BEGIN Records
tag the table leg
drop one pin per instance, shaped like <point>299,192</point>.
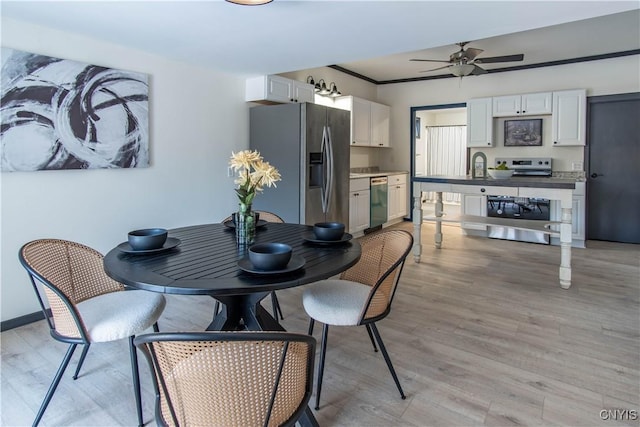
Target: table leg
<point>565,246</point>
<point>243,312</point>
<point>417,224</point>
<point>439,210</point>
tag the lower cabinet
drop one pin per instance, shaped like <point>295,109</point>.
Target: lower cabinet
<point>397,196</point>
<point>359,205</point>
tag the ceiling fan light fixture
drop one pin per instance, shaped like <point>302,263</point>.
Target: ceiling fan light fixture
<point>249,2</point>
<point>461,70</point>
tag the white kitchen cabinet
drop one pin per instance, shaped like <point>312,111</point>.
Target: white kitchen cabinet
<point>359,204</point>
<point>397,196</point>
<point>480,122</point>
<point>275,88</point>
<point>569,119</point>
<point>529,104</point>
<point>369,121</point>
<point>380,115</point>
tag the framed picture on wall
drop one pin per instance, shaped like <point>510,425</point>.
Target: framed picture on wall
<point>63,114</point>
<point>519,133</point>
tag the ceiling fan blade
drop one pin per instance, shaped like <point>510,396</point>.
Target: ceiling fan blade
<point>506,58</point>
<point>434,69</point>
<point>428,60</point>
<point>477,71</point>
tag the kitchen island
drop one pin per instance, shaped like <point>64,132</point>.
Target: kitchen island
<point>546,188</point>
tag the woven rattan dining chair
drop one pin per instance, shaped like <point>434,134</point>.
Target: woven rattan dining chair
<point>362,295</point>
<point>228,379</point>
<point>86,305</point>
<point>269,217</point>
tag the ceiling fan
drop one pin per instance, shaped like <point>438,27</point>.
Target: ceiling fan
<point>464,62</point>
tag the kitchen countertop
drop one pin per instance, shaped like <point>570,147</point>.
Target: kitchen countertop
<point>539,182</point>
<point>356,175</point>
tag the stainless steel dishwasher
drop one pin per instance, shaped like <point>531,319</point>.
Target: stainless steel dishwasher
<point>378,201</point>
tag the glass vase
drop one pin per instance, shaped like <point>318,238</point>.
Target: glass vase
<point>245,223</point>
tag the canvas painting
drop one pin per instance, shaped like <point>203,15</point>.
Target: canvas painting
<point>62,114</point>
<point>519,133</point>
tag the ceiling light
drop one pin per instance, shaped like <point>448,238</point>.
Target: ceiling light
<point>333,90</point>
<point>322,88</point>
<point>461,70</point>
<point>250,2</point>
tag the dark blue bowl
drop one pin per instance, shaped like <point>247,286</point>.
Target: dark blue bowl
<point>147,239</point>
<point>270,256</point>
<point>328,230</point>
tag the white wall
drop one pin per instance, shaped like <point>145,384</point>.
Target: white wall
<point>197,117</point>
<point>605,77</point>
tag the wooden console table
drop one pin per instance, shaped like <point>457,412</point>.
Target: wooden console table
<point>545,188</point>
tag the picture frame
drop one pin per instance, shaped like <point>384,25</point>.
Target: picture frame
<point>523,133</point>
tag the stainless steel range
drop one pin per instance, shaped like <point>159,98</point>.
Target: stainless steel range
<point>521,207</point>
<point>527,166</point>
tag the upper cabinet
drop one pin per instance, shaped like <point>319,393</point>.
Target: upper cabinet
<point>380,124</point>
<point>479,123</point>
<point>529,104</point>
<point>369,121</point>
<point>568,110</point>
<point>569,117</point>
<point>278,89</point>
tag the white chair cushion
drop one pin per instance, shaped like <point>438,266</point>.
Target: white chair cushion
<point>335,302</point>
<point>118,315</point>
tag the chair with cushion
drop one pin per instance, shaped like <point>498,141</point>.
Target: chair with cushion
<point>269,217</point>
<point>230,379</point>
<point>362,295</point>
<point>86,305</point>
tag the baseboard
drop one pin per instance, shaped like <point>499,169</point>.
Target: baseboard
<point>21,321</point>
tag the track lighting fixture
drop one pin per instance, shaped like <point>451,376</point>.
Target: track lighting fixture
<point>333,90</point>
<point>321,87</point>
<point>250,2</point>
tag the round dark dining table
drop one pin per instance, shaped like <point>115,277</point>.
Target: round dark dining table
<point>205,262</point>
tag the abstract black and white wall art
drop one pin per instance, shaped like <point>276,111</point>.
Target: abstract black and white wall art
<point>62,114</point>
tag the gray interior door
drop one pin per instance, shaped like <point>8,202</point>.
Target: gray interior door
<point>613,173</point>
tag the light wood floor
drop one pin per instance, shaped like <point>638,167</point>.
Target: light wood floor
<point>480,333</point>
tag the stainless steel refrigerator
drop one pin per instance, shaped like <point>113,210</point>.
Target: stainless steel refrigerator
<point>309,145</point>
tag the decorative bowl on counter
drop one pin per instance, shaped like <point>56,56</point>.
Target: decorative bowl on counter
<point>328,230</point>
<point>500,174</point>
<point>270,256</point>
<point>147,239</point>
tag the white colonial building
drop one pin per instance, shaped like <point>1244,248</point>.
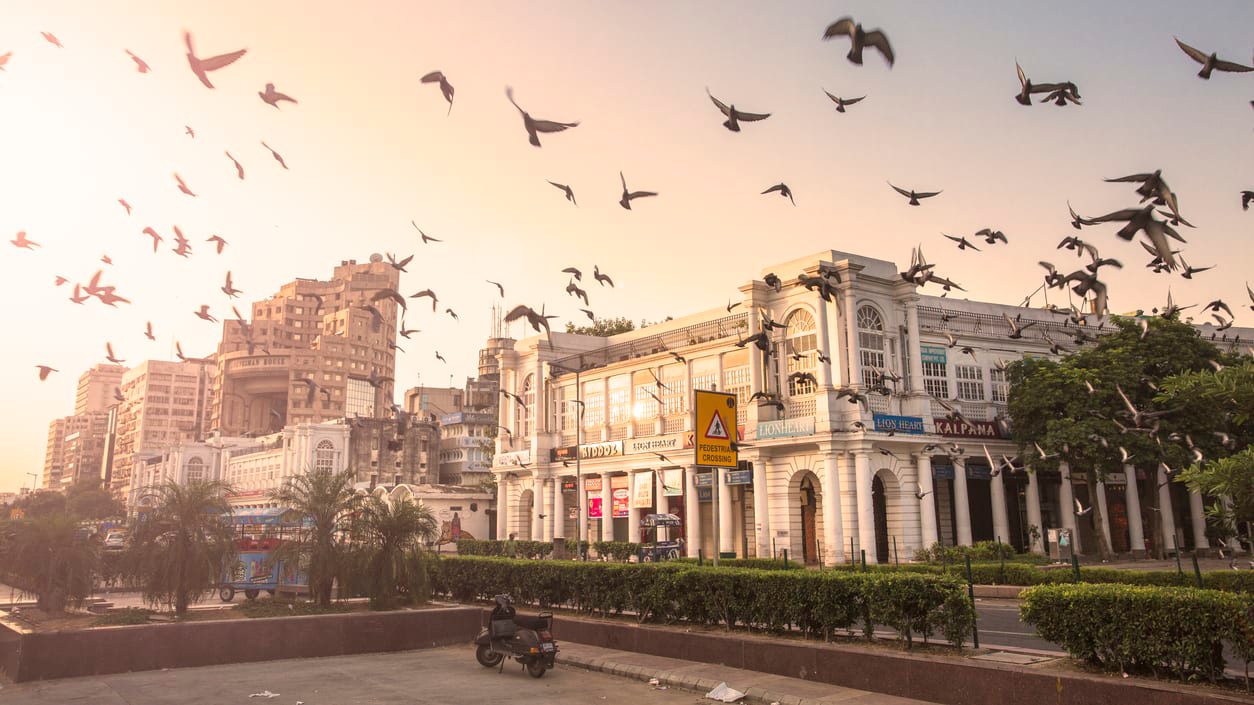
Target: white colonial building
<point>823,478</point>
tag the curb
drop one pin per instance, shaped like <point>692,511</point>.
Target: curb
<point>682,681</point>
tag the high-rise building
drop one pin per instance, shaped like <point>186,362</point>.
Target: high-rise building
<point>97,386</point>
<point>314,351</point>
<point>166,404</point>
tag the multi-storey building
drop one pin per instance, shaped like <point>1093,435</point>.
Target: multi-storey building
<point>603,430</point>
<point>164,404</point>
<point>97,386</point>
<point>315,351</point>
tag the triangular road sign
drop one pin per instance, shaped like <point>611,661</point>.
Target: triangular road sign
<point>716,428</point>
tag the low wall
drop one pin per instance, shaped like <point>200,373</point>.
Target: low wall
<point>144,647</point>
<point>934,679</point>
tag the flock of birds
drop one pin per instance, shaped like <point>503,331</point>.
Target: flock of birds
<point>1155,217</point>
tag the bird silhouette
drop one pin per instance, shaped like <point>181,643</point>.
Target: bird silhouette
<point>445,87</point>
<point>202,67</point>
<point>272,97</point>
<point>860,38</point>
<point>533,126</point>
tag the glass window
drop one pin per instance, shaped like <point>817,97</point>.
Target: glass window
<point>971,383</point>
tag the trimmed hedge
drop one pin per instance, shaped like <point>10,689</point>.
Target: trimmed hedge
<point>1143,629</point>
<point>816,602</point>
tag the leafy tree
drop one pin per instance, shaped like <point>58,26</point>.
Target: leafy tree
<point>179,546</point>
<point>52,558</point>
<point>1224,400</point>
<point>327,501</point>
<point>1051,404</point>
<point>603,328</point>
<point>391,550</point>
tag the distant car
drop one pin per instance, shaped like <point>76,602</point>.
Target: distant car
<point>115,541</point>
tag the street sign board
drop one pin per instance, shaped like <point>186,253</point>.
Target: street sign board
<point>715,423</point>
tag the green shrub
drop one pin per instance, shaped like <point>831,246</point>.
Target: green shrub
<point>818,602</point>
<point>1178,630</point>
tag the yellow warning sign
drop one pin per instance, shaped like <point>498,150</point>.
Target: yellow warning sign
<point>714,423</point>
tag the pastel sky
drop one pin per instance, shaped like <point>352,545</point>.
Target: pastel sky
<point>370,148</point>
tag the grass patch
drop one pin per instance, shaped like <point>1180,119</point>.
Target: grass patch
<point>122,617</point>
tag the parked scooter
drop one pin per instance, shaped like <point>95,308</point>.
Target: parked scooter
<point>527,640</point>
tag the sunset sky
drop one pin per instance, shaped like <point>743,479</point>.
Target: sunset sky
<point>369,149</point>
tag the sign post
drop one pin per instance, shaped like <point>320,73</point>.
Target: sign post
<point>714,444</point>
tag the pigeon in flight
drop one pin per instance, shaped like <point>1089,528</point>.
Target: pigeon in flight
<point>273,97</point>
<point>842,103</point>
<point>567,190</point>
<point>1210,63</point>
<point>914,196</point>
<point>23,241</point>
<point>628,196</point>
<point>202,67</point>
<point>445,87</point>
<point>275,154</point>
<point>238,166</point>
<point>141,65</point>
<point>783,191</point>
<point>875,38</point>
<point>533,126</point>
<point>734,116</point>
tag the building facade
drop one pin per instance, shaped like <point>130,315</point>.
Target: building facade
<point>315,351</point>
<point>603,429</point>
<point>164,404</point>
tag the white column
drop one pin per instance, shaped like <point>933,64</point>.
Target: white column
<point>824,368</point>
<point>726,533</point>
<point>558,509</point>
<point>928,503</point>
<point>1001,519</point>
<point>607,514</point>
<point>1067,506</point>
<point>632,512</point>
<point>833,523</point>
<point>1166,514</point>
<point>537,532</point>
<point>961,501</point>
<point>1105,513</point>
<point>1135,528</point>
<point>865,506</point>
<point>761,509</point>
<point>691,511</point>
<point>1033,511</point>
<point>502,508</point>
<point>1198,513</point>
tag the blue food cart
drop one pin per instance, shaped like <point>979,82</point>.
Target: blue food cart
<point>257,535</point>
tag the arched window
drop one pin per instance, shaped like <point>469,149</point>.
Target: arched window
<point>528,415</point>
<point>193,469</point>
<point>324,457</point>
<point>870,344</point>
<point>800,351</point>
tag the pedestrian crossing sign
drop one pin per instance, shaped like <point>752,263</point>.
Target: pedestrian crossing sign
<point>715,417</point>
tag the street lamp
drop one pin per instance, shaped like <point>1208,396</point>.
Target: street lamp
<point>581,523</point>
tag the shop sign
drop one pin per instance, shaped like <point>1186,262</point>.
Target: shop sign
<point>897,424</point>
<point>785,428</point>
<point>653,444</point>
<point>966,428</point>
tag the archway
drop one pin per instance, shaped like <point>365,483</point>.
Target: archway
<point>526,511</point>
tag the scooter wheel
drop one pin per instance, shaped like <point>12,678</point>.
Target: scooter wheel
<point>485,657</point>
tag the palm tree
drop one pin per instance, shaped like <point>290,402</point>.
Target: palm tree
<point>50,558</point>
<point>182,543</point>
<point>326,501</point>
<point>391,550</point>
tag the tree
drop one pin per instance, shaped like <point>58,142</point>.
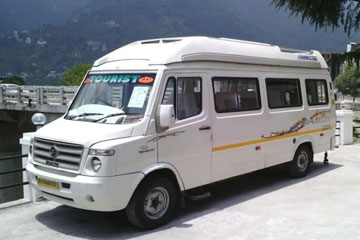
END Records
Of the entries above, repeat exactly the lines between the line with "Target: woven rattan dining chair" and the line with "drop one pin per instance, shaped like <point>145,384</point>.", inclusive, and no others.

Your response:
Target: woven rattan dining chair
<point>362,295</point>
<point>228,379</point>
<point>86,305</point>
<point>269,217</point>
tag the ceiling fan
drop one pin per instance, shaped like <point>438,27</point>.
Target: ceiling fan
<point>464,62</point>
tag the kitchen countertop
drop one pin per instance, shaped like <point>570,147</point>.
Target: kitchen countertop
<point>539,182</point>
<point>356,175</point>
tag the stainless steel dishwasher
drop one pin per instance, shaped like <point>531,319</point>.
Target: stainless steel dishwasher
<point>378,201</point>
tag the glass vase
drop one pin per instance, shaped like <point>318,238</point>.
Target: glass vase
<point>245,223</point>
tag the canvas painting
drop one pin per instance, shaped like <point>203,15</point>.
Target: canvas painting
<point>62,114</point>
<point>519,133</point>
tag the ceiling light
drop one pin per instance, shaped like <point>448,238</point>.
Target: ceiling light
<point>333,90</point>
<point>322,88</point>
<point>461,70</point>
<point>250,2</point>
tag the dark blue bowl
drop one pin per instance, shaped like <point>247,286</point>.
Target: dark blue bowl
<point>147,239</point>
<point>270,256</point>
<point>328,230</point>
tag the white wall
drop one pin per instance, shaped like <point>145,384</point>.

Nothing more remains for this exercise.